====== Texto de lectura ======

La rica y plural semántica del desengaño puede suponer que el «alma se caiga a los pies», que uno «dé con la badila en los nudillos», que «quede chasqueado» y «dé en la cresta», que le «salga el tiro por la culata», que «salga trasquilado» y con «el rabo entre las piernas», en suma, que quede defraudado, desinflado, despagado, amargado y escaldado; pero también, y esto es fundamental, desembelesado, desimpresionado y desencantado (cf. Moliner, 1992, 934), condiciones de posibilidad de la toma de conciencia y de la activación de la fuerza activa de la voluntad que la modernidad llamó siempre libertad.

Ese doble camino del êthos y el páthos lo comparte el desengaño con la decepción. El primero es la causa de la segunda, y ésta, por tanto, la consecuencia, la impresión producida en el ánimo por aquél. La dēceptiō entraña pesar: el dolor motivado por la pérdida de la esperanza, el sufrimiento que conlleva la frustración, el sentimiento originado por un fraude del que se es consciente; pero implica también poseer el conocimiento verdadero que deshace el error y muestra el carácter infundado de la trama que nos envolvía con anterioridad, la red de ensueños y fingimientos que nos apresaba. El término dēceptiō se forma con un sufijo de acción sobre el supino dēceptum, del verbo dēcipere, cuyo significado nuevamente es engañar, burlar, extraviar o defraudar. El étymos de esta última voz latina, su verdad semántica, nos conduce a la idea de descenso o caída que añade el prefijo de- y al verbo capere (tomar, coger, capturar), con una apofonía radical debido a la cual la a pasa a i. Se trata de un verbo relacionado en origen con la acción de cazar que designa el acto de hacer caer una presa y capturarla mediante alguna trampa (captiō). En el padecimiento de la decepción, el sujeto se sabe presa de un ardid, literalmente objeto de capción: asido o atrapado por la desilusión, tomado por la fuerza del desengaño. La raíz del nombre parece remontarse a la lengua indoeuropea: *kap-, donde significa igualmente coger o tomar (Roberts y Pastor, 1997, 75). Como estado emocional de desánimo, la decepción comienza a formar parte de la historia político-sentimental de Occidente a partir del siglo XVIII y, más concretamente, a través de la difusión de la voz inglesa disappointment, cuyo origen se remonta al siglo XV, procedente a su vez del término francés antiguo desappointer (destituir), derivado de poindre (pinchar, punzar).

====== Material de consulta ======

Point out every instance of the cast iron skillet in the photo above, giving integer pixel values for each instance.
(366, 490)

======

## Lo que se pide
a: Responde, según el texto sobre el desengaño y la decepción:
(i) ¿De qué verbo latino procede el supino dēceptum?
(ii) ¿Qué prefijo aporta la idea de descenso o caída?
(iii) ¿A partir de qué siglo empieza la decepción a formar parte de la historia político-sentimental de Occidente?
b: Indica si cada afirmación concuerda con el texto sobre el desengaño y la decepción. Responde sí o no y cita las palabras del texto que lo deciden.
(i) La voz inglesa disappointment tiene su origen en el siglo XV.
(ii) La raíz indoeuropea *kap- significa soltar o liberar.
(iii) El verbo dēcipere está relacionado en origen con la pesca.
El listado no hace falta para resolver nada de lo que se pide.

## Respuestas
a:
(i) Del verbo dēcipere.
(ii) El prefijo de-.
(iii) A partir del siglo XVIII.

b:
(i) Sí: «cuyo origen se remonta al siglo XV».
(ii) No: «donde significa igualmente coger o tomar».
(iii) No: «relacionado en origen con la acción de cazar».